From the items below, pull out every line that contains the word "structure". Letter case matters.

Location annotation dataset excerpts
* START *
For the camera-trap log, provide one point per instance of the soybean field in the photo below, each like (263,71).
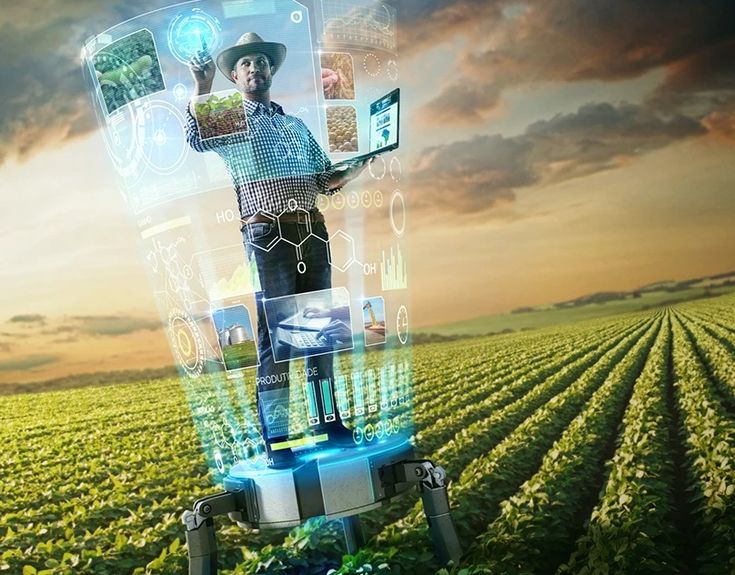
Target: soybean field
(605,446)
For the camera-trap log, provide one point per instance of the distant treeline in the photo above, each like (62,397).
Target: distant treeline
(89,379)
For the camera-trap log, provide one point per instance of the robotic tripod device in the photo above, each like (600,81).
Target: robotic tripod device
(328,483)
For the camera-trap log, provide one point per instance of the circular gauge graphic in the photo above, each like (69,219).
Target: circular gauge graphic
(397,213)
(367,199)
(338,201)
(378,199)
(358,435)
(122,140)
(396,170)
(187,342)
(402,324)
(163,137)
(193,31)
(322,202)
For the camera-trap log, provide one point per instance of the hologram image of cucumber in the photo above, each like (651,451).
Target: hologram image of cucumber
(128,69)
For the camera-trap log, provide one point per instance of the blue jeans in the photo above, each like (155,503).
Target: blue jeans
(279,274)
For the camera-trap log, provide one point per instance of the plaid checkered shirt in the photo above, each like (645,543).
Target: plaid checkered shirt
(276,160)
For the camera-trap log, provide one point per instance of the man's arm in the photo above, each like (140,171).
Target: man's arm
(203,70)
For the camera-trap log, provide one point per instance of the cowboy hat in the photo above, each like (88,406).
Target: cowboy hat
(250,43)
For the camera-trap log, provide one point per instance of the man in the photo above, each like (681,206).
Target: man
(278,167)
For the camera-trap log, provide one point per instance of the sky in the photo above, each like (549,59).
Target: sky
(555,148)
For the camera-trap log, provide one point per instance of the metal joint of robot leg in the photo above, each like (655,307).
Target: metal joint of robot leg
(422,472)
(239,505)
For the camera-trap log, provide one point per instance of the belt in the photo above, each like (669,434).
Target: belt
(299,217)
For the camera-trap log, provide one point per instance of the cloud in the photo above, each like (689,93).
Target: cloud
(702,84)
(721,125)
(28,363)
(44,97)
(483,172)
(472,175)
(28,318)
(423,24)
(114,325)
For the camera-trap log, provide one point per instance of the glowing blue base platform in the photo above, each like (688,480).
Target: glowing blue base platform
(335,482)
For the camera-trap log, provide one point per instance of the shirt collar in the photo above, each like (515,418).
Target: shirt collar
(253,107)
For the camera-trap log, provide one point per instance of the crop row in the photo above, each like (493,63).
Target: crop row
(631,528)
(536,526)
(710,442)
(497,474)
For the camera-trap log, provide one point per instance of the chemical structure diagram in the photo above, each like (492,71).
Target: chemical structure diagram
(340,239)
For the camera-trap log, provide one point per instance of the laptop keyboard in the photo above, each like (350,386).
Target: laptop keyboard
(307,339)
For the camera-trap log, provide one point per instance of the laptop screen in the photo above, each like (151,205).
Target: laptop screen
(384,121)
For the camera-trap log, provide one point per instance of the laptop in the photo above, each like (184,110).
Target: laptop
(384,128)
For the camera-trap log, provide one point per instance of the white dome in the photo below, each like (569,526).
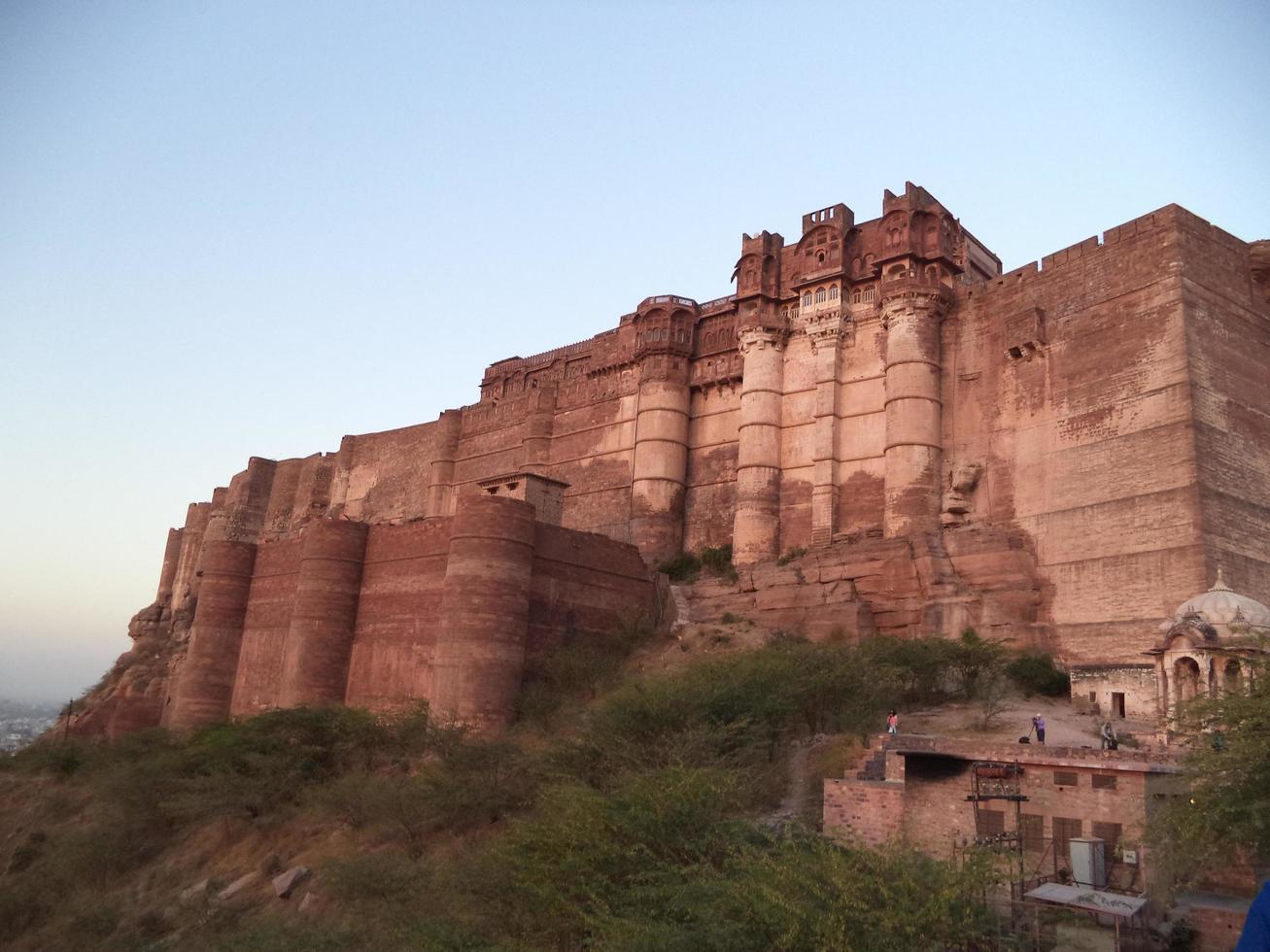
* END *
▶ [Solution for this exercise]:
For the camera-trap log, provide one point per instance of the chemical structure diagram in the photo above, each like (492,71).
Target: chemical structure diagram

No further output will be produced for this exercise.